#### [About this task]
Restate the listing below word for word; no pictures belong in the copy.

#### [Entries shown]
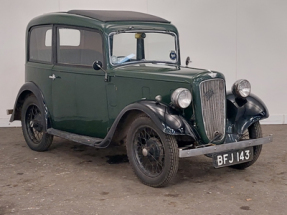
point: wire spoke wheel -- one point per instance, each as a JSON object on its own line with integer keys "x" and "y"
{"x": 152, "y": 154}
{"x": 149, "y": 151}
{"x": 33, "y": 125}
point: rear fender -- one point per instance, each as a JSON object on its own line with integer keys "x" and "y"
{"x": 27, "y": 89}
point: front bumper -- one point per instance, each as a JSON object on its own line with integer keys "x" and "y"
{"x": 224, "y": 147}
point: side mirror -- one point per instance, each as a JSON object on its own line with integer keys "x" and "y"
{"x": 187, "y": 61}
{"x": 97, "y": 65}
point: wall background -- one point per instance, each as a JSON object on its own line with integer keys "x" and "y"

#### [Result of this exercise]
point: wire spoke wheel -- one point per instance, each as a JSON object on its own line with integer keys "x" and "y"
{"x": 152, "y": 154}
{"x": 149, "y": 151}
{"x": 33, "y": 125}
point: rear fender -- one point per instance, each as a JSON object on its own line with integer keys "x" and "y"
{"x": 27, "y": 89}
point: front bumper -- one point per instance, each as a JSON object on its own line with integer keys "x" and "y"
{"x": 224, "y": 147}
point: side mirror -- one point per instance, each as a JSON object on its own line with integer keys "x" and "y"
{"x": 187, "y": 61}
{"x": 97, "y": 65}
point: wall background -- one point per instance, each as a JSON object on its own line with integer keys "x" and "y"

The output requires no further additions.